§ 文書抜粋:
長塚節/馬追虫(うまおひ)の髭のそよろに来る秋はまなこを閉ぢて想(おも)ひ見るべし

長塚節/明治四十年・1907年秋作


それにしても、前回紹介した佐太郎の歌、

 

薄明のわが意識にてきこえくる青杉(あをすぎ)を焚(た)く音とおもひき

 

は清新でありつつ、一方でずいぶん老成しているなあと思うのである。明け方の意識のなかで「青杉を焚く音」と思ったことだけを詠う。そのような限定の在り方には既にして何かを感得してしまった気配があるし、何よりも悦びの発見が地味である。

この歌は、佐太郎が26歳のときの歌なのである。

 

馬追虫の髭のそよろに来る秋はまなこを閉ぢて想ひ見るべし 

 

さて、それで今日の一首だが、これは長塚節、28歳のときの歌。
長塚節と言えば、素材や歌柄の古風な地味さが印象的でもあるけれど、いっぽうでその心にはそよ風のように清新な若さが息づいているのが感じられる。

§ 提示データ:
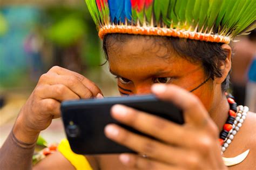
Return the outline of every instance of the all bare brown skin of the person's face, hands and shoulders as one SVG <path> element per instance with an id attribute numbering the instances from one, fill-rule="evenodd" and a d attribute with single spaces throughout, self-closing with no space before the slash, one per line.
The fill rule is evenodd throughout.
<path id="1" fill-rule="evenodd" d="M 229 110 L 227 100 L 221 92 L 221 83 L 231 69 L 230 46 L 223 45 L 223 49 L 229 52 L 220 68 L 223 70 L 223 76 L 208 81 L 192 94 L 187 91 L 196 88 L 206 79 L 201 64 L 190 63 L 170 51 L 167 53 L 168 57 L 163 58 L 161 56 L 166 56 L 166 51 L 159 50 L 161 46 L 152 44 L 153 42 L 144 38 L 132 39 L 125 45 L 116 43 L 113 49 L 119 50 L 109 49 L 110 70 L 130 80 L 128 84 L 123 84 L 120 80 L 126 79 L 118 78 L 118 85 L 122 89 L 131 91 L 129 94 L 153 92 L 159 98 L 183 108 L 186 123 L 184 126 L 179 126 L 131 108 L 113 107 L 112 116 L 115 119 L 163 142 L 134 135 L 117 125 L 107 126 L 107 137 L 134 151 L 146 154 L 149 158 L 125 154 L 126 161 L 121 164 L 118 155 L 99 156 L 96 159 L 90 157 L 92 167 L 94 169 L 99 167 L 101 169 L 149 169 L 149 167 L 151 169 L 226 169 L 221 160 L 218 134 L 225 124 Z M 153 86 L 152 89 L 154 80 L 159 77 L 172 78 L 168 85 Z M 121 88 L 119 89 L 121 93 L 127 93 Z M 52 118 L 59 117 L 59 101 L 96 97 L 98 93 L 101 93 L 98 87 L 83 76 L 54 67 L 39 80 L 35 91 L 22 108 L 14 127 L 16 137 L 24 142 L 34 142 L 39 131 L 48 127 Z M 48 109 L 44 110 L 45 108 Z M 252 169 L 256 166 L 254 161 L 256 139 L 252 131 L 255 129 L 256 117 L 252 113 L 248 114 L 248 117 L 224 156 L 234 157 L 246 149 L 251 151 L 244 162 L 231 167 L 232 169 Z M 112 131 L 109 127 L 112 127 Z M 111 135 L 110 132 L 116 133 Z M 123 140 L 124 136 L 126 140 Z M 124 155 L 121 158 L 124 158 Z M 44 159 L 35 169 L 74 169 L 74 167 L 63 155 L 56 153 Z"/>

§ 練習課題:
1. 長塚節の歌をめぐる文章のうち「は清新でありつつ、一方でずい」から「さて、それで今日の一首だが、これは長塚節、28歳のときの歌。」までの部分を、「26歳」を「二十六歳」に入れ替えて示しなさい。
2. 長塚節の歌をめぐる文章で「は清新でありつつ」で始まる段落を、主な内容を保ったまま箇条書きにまとめなさい。
3. 長塚節の歌をめぐる文章の最後の文に続けて、その先を書きなさい。

§ 解答:
1.
は清新でありつつ、一方でずいぶん老成しているなあと思うのである。明け方の意識のなかで「青杉を焚く音」と思ったことだけを詠う。そのような限定の在り方には既にして何かを感得してしまった気配があるし、何よりも悦びの発見が地味である。

この歌は、佐太郎が二十六歳のときの歌なのである。

 

馬追虫の髭のそよろに来る秋はまなこを閉ぢて想ひ見るべし 

 

さて、それで今日の一首だが、これは長塚節、28歳のときの歌。

2.
・佐太郎の歌は清新である一方で、かなり老成している。
・明け方の意識のなかで「青杉を焚く音」と思ったことだけを詠っている。
・そうした限定の仕方には、すでに何かを感得した気配がある。
・何よりも、悦びの発見が地味である。

3.
 

秋の訪れについては、「秋来ぬと目にはさやかに見えねども風の音にぞおどろかれぬる」(藤原敏行『古今集』)に代表されるように、昔から多くの歌に詠まれてきた。節の歌では、その秋の訪れが、「馬追虫の髭」という微細なところに発見される。馬追は、唱歌「虫のこえ」で「あとから馬追い 追いついて ちょんちょんちょんちょん すいっちょん」と詠われているあれである。2~3センチくらいの緑色で、背中に褐色の線がある。長く細い触覚をしている。私自身は馬追を見たことはたぶんない。一度、節の生家を訪ねたことがあるけれど、茨城の昔ながらの農村風景が残っていて、ふだん聞くことのできないたくさんの種類の虫の声が鳴いていてその中に確かに「すいーちょん」と鳴いているものもあったのだった。

 

それはさておき、意訳すると「馬追虫が鬚をそよりとさせながらやって来る秋は、眼をじっと閉じて想い見る(感じ取る)のがいいんだよなあ」という感じだろうか。馬追虫の鬚に秋の訪れを見出しているところがなんだかとてもかわいらしいし、虫の鬚という微小なものの揺れは秋の気配の繊細さそのもののようにも感じられてくる。「まなこを閉ぢて想ひ見るべし」と節はつくづくとその空間にひたるようだ。逃さぬようにひっそりと感じ入る歓びが、「べし」には表れている。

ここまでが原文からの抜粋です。